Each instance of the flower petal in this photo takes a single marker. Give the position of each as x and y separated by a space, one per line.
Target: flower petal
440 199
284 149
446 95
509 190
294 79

______________________________

(Task requirements)
Retype the whole listing, matching it exactly.

(Expected answer)
Each instance of the flower petal in this photo takes a single marker. Give the position of each as x and y separated by a space, one per line.
Target: flower petal
440 199
284 149
446 95
509 190
294 79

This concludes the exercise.